## start Data supplied
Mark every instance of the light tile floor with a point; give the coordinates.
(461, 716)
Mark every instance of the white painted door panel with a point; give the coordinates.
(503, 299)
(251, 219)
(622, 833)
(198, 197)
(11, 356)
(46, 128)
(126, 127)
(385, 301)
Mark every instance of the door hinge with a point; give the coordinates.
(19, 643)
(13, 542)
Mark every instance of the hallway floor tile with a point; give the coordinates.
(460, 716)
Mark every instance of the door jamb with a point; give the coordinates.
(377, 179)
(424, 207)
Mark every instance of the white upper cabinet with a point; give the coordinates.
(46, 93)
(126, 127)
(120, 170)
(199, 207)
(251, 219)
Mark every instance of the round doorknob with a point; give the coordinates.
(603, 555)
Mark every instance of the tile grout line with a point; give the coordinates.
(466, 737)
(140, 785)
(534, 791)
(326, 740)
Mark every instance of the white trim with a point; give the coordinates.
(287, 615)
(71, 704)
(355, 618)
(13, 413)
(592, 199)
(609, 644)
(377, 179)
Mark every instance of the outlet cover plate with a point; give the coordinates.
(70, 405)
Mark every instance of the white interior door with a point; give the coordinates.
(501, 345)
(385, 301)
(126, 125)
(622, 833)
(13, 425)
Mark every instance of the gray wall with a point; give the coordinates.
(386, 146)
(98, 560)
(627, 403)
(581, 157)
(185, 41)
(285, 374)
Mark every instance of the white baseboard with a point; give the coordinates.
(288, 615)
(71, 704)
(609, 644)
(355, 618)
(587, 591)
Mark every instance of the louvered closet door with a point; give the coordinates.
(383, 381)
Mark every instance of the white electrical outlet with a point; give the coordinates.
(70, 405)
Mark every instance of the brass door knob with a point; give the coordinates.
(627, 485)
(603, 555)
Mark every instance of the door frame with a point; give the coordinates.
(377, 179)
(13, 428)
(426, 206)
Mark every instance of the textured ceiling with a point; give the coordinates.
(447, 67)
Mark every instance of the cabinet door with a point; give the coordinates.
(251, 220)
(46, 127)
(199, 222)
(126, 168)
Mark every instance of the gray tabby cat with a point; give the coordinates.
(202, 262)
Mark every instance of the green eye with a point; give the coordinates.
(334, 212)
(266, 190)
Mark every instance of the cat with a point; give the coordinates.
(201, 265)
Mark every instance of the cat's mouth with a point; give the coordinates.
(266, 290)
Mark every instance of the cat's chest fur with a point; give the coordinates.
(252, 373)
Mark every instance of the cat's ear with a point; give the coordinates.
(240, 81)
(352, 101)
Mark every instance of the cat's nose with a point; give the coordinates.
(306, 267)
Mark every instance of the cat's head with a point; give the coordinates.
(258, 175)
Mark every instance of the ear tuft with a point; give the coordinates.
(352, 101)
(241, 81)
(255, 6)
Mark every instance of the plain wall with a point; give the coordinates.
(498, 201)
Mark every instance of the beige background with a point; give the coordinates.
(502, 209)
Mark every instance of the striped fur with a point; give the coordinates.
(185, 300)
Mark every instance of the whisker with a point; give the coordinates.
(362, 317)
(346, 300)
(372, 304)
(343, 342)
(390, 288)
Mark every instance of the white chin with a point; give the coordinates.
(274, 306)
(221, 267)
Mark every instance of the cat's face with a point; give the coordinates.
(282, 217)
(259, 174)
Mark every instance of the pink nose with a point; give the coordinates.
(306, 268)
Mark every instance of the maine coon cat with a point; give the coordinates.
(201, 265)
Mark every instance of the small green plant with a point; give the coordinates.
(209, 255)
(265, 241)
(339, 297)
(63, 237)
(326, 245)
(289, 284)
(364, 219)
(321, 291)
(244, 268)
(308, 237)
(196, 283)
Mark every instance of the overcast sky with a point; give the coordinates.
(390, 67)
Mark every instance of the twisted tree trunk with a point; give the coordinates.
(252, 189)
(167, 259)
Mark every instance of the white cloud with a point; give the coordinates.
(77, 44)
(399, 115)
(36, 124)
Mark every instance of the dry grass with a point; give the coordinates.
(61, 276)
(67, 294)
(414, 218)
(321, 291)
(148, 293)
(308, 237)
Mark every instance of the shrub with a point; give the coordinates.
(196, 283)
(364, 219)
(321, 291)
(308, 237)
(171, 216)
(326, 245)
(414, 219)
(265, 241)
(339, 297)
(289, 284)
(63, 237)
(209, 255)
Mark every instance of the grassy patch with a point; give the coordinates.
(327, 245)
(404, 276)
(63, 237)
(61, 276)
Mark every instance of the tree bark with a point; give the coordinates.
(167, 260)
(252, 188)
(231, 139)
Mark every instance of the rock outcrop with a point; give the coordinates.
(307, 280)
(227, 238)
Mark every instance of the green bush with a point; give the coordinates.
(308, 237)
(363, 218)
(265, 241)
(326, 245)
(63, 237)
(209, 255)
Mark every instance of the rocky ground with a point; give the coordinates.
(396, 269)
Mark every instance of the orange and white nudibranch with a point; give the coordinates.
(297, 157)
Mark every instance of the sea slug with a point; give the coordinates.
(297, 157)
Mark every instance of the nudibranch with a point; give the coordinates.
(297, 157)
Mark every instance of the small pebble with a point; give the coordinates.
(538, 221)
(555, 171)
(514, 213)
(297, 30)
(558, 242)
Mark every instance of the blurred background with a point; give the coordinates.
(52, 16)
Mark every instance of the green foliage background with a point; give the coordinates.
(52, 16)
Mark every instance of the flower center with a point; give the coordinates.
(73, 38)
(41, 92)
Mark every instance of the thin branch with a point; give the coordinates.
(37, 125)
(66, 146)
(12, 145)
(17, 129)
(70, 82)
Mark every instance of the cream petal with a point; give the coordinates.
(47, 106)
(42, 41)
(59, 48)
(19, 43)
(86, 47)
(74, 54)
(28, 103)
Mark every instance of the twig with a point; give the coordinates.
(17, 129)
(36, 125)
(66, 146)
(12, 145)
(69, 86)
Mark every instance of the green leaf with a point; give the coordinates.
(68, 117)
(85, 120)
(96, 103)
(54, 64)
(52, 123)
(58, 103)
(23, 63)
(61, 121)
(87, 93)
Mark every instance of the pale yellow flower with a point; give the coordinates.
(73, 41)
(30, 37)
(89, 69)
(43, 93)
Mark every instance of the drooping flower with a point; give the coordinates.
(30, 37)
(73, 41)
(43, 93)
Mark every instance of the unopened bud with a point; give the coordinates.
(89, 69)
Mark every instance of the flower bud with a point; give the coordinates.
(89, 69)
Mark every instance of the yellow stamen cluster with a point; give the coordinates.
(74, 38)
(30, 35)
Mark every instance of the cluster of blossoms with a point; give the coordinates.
## end Data supplied
Write out the full set of records exactly as given.

*Output below*.
Mark every instance of the light tile floor with a point; give the coordinates.
(461, 716)
Mark every instance of the white painted door panel with a point; give the coordinates.
(503, 299)
(251, 219)
(622, 833)
(198, 197)
(11, 356)
(46, 128)
(126, 127)
(385, 301)
Mark every instance of the door hinge with a point; give the coordinates.
(19, 643)
(13, 542)
Mark every instance of the hallway floor tile with a point; give the coordinates.
(460, 716)
Mark every instance of the door jamb with a point; give the coordinates.
(377, 179)
(424, 207)
Mark every instance of the white upper cabinet with a point; give the coordinates.
(46, 93)
(126, 127)
(120, 170)
(199, 207)
(251, 219)
Mark every instance of the round doorknob with a point; give the coordinates.
(603, 555)
Mark every instance of the tile grout line with a point; give the coordinates.
(466, 737)
(140, 785)
(534, 791)
(326, 740)
Mark every instance of the white trim with a point; give the coordinates.
(287, 615)
(71, 704)
(355, 618)
(13, 413)
(592, 199)
(609, 644)
(377, 179)
Mark every instance of the outlet cover plate with a point; give the coordinates.
(70, 405)
Mark every instance of the white interior door with a point; give the coordinates.
(501, 345)
(385, 301)
(126, 125)
(622, 833)
(13, 425)
Mark every instance of the gray wall with a point; give the coordinates.
(386, 146)
(98, 560)
(627, 403)
(581, 157)
(185, 41)
(285, 374)
Mark every instance of the white baseboard with a point; give the coordinates.
(288, 615)
(71, 704)
(609, 644)
(355, 618)
(587, 591)
Mark every instance of the louvered closet door with a point; give the coordinates.
(383, 381)
Mark every instance of the white electrical outlet with a point; give the coordinates.
(70, 405)
Mark every instance of the brass door knob with a point; give the coordinates.
(627, 485)
(603, 555)
Mark every instance of the door frame with a point; give the coordinates.
(377, 179)
(13, 428)
(426, 206)
Mark every instance of the textured ceiling with a point; give the coordinates.
(447, 67)
Mark every instance of the cabinet door with a point; give the coordinates.
(251, 220)
(46, 127)
(199, 222)
(126, 168)
Mark every instance of the gray tabby cat with a point; give the coordinates.
(202, 262)
Mark every instance of the green eye with a point; give the coordinates.
(334, 212)
(266, 190)
Mark every instance of the cat with a point; give the coordinates.
(201, 265)
Mark every instance of the cat's mouth with a point; give the coordinates.
(266, 290)
Mark every instance of the cat's chest fur with a point; give the coordinates.
(252, 373)
Mark every instance of the cat's ear with a point; give the coordinates.
(240, 81)
(352, 101)
Mark every instance of the cat's nose with a point; give the coordinates.
(306, 267)
Mark every instance of the cat's head with a point; give the coordinates.
(258, 175)
Mark every instance of the ear tuft with a point; give the coordinates.
(352, 101)
(241, 81)
(255, 6)
Mark every instance of the plain wall with a point; give the coordinates.
(498, 201)
Mark every instance of the beige background with a point; give the coordinates.
(502, 209)
Mark every instance of the striped fur with a point; give the coordinates.
(185, 300)
Mark every instance of the whisker with a point; give the coordinates.
(362, 317)
(346, 300)
(372, 304)
(343, 342)
(390, 288)
Mark every instance of the white chin with a point; give the coordinates.
(274, 306)
(221, 267)
Mark every instance of the cat's face with a point; give the coordinates.
(282, 217)
(259, 174)
Mark every instance of the pink nose with a point; give the coordinates.
(306, 268)
Mark every instance of the maine coon cat with a point; give the coordinates.
(201, 265)
Mark every instance of the small green plant with a point; give the coordinates.
(209, 255)
(265, 241)
(339, 297)
(63, 237)
(326, 245)
(289, 284)
(364, 219)
(321, 291)
(244, 268)
(308, 237)
(196, 283)
Mark every instance of the overcast sky with a point; give the coordinates.
(390, 67)
Mark every instance of the twisted tree trunk with a point; give the coordinates.
(252, 189)
(167, 259)
Mark every instance of the white cloud with a point; give the coordinates.
(77, 44)
(399, 115)
(36, 124)
Mark every instance of the dry grass with a point; give the coordinates.
(61, 276)
(67, 294)
(414, 218)
(321, 291)
(148, 293)
(308, 237)
Mark every instance of the shrub with a point; give the coordinates.
(196, 283)
(364, 219)
(321, 291)
(308, 237)
(171, 216)
(326, 245)
(414, 219)
(265, 241)
(339, 297)
(289, 284)
(63, 237)
(209, 255)
Mark every instance of the grassy patch with a point; give the coordinates.
(327, 245)
(404, 276)
(63, 237)
(61, 276)
Mark every instance of the tree bark with a point; give the coordinates.
(167, 260)
(252, 188)
(231, 139)
Mark every instance of the rock outcrop with a point; give the coordinates.
(307, 280)
(227, 238)
Mark every instance of the green bush with a point; give the coordinates.
(308, 237)
(363, 218)
(265, 241)
(326, 245)
(63, 237)
(209, 255)
Mark every instance of the rocky ground with a point; give the coordinates.
(396, 269)
Mark every instance of the orange and white nudibranch with a point; give the coordinates.
(297, 157)
Mark every instance of the sea slug with a point; give the coordinates.
(297, 157)
Mark every instance of the nudibranch with a point; give the coordinates.
(297, 157)
Mark every instance of the small pebble with a point; give the coordinates.
(538, 221)
(555, 171)
(514, 213)
(297, 30)
(558, 242)
Mark every instance of the blurred background with a point; give the coordinates.
(52, 16)
Mark every instance of the green foliage background with a point; give the coordinates.
(52, 16)
Mark every instance of the flower center with a point; give the coordinates.
(73, 38)
(41, 92)
Mark every instance of the thin branch with a point; give the coordinates.
(37, 125)
(66, 146)
(12, 145)
(17, 129)
(70, 82)
Mark every instance of the cream petal with a point; give the coordinates.
(47, 106)
(42, 41)
(59, 48)
(19, 43)
(86, 47)
(74, 54)
(28, 103)
Mark every instance of the twig with a point; give the coordinates.
(17, 129)
(36, 125)
(66, 146)
(12, 145)
(69, 86)
Mark every instance of the green leaf with a point; give the coordinates.
(68, 117)
(85, 120)
(96, 103)
(54, 64)
(52, 123)
(58, 103)
(23, 63)
(61, 121)
(87, 93)
Mark every instance of the pale yellow flower with a point; give the coordinates.
(73, 41)
(30, 37)
(89, 69)
(43, 93)
Mark every instance of the drooping flower with a point; give the coordinates.
(30, 37)
(73, 41)
(43, 93)
Mark every instance of the unopened bud with a point; give the coordinates.
(89, 69)
Mark every instance of the flower bud with a point; give the coordinates.
(89, 69)
Mark every instance of the yellow stamen cluster with a point; give the coordinates.
(74, 38)
(30, 35)
Mark every instance of the cluster of blossoms with a point; give the coordinates.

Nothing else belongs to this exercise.